In the entries below, swap "Provide" for "Return" everywhere and rewrite them with nothing else changed. Leave the pictures out of your answer.

Shape boundary entries:
%%
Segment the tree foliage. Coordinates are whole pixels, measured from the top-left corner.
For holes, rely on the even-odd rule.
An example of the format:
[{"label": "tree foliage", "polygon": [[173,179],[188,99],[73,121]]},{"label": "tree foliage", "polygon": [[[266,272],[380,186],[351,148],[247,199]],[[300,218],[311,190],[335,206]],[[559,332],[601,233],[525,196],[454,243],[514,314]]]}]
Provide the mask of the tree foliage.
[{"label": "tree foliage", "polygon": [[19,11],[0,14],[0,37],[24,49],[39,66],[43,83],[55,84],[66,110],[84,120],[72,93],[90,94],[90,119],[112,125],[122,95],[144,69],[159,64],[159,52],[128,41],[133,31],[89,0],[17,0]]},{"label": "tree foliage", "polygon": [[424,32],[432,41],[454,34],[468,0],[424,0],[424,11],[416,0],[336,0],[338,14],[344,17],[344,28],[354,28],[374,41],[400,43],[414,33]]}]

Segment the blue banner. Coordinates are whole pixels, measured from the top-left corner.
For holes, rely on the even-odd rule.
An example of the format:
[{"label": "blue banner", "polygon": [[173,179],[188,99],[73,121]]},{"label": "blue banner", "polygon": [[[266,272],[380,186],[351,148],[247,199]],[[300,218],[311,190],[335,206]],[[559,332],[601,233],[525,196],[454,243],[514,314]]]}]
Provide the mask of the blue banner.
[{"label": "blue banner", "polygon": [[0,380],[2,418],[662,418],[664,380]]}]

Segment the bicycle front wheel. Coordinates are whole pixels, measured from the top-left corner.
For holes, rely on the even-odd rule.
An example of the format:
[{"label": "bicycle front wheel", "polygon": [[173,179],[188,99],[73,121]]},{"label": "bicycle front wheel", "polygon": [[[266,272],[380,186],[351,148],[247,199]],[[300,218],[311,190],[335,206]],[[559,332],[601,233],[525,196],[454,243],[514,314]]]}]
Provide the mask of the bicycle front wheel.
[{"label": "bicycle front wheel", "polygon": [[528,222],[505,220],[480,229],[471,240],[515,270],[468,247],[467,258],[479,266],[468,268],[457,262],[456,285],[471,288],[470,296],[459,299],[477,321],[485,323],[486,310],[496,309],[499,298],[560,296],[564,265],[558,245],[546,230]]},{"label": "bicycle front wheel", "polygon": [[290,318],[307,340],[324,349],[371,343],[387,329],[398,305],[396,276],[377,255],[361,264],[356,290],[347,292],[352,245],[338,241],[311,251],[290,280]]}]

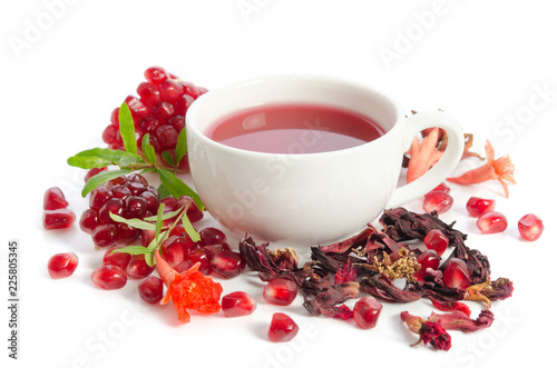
%%
The completed task:
Segment the tree foliage. Coordinates are whole pixels, measured from the top-left corner.
For holes, rely on the even-odd rule.
An example of the format:
[{"label": "tree foliage", "polygon": [[173,179],[188,99],[73,121]]},{"label": "tree foliage", "polygon": [[[266,272],[380,186],[351,148],[247,199]],[[300,218],[311,190],[335,206]],[[559,332],[601,233],[525,196],[454,243],[514,314]]]}]
Return the mask of the tree foliage.
[{"label": "tree foliage", "polygon": [[19,11],[0,14],[0,37],[24,49],[39,66],[43,83],[55,84],[66,110],[84,120],[72,93],[90,94],[90,119],[112,125],[122,95],[144,69],[159,64],[159,52],[128,41],[133,31],[89,0],[17,0]]},{"label": "tree foliage", "polygon": [[424,32],[432,41],[454,34],[468,0],[424,0],[424,11],[416,0],[336,0],[338,14],[344,17],[344,28],[354,28],[374,41],[400,43],[414,33]]}]

Segment the blue banner. Coordinates are whole pixels, measured from the top-left corner.
For holes, rely on the even-odd rule.
An example of the format:
[{"label": "blue banner", "polygon": [[173,179],[188,99],[73,121]]},{"label": "blue banner", "polygon": [[[266,272],[380,186],[351,148],[247,199]],[[300,218],[311,190],[335,206]],[[559,332],[601,233],[525,196],[454,243],[514,314]]]}]
Return the mask of the blue banner.
[{"label": "blue banner", "polygon": [[0,380],[2,418],[662,418],[664,380]]}]

Segment the bicycle front wheel. Coordinates are whole pixels, measured from the top-left corner.
For holes, rely on the even-odd rule.
An example of the format:
[{"label": "bicycle front wheel", "polygon": [[173,179],[188,99],[73,121]]},{"label": "bicycle front wheel", "polygon": [[[266,272],[380,186],[351,148],[247,199]],[[300,218],[311,190],[335,206]],[[559,332],[601,233],[525,196],[454,243],[514,314]]]}]
Return the mask of the bicycle front wheel.
[{"label": "bicycle front wheel", "polygon": [[528,222],[505,220],[480,229],[471,240],[515,270],[468,247],[467,258],[479,266],[468,268],[457,262],[456,285],[471,288],[470,296],[459,299],[477,321],[485,323],[486,310],[496,309],[499,298],[560,296],[564,265],[558,245],[546,230]]},{"label": "bicycle front wheel", "polygon": [[290,318],[307,340],[324,349],[371,343],[387,329],[398,305],[396,276],[377,255],[361,264],[356,290],[347,292],[352,245],[338,241],[311,251],[290,280]]}]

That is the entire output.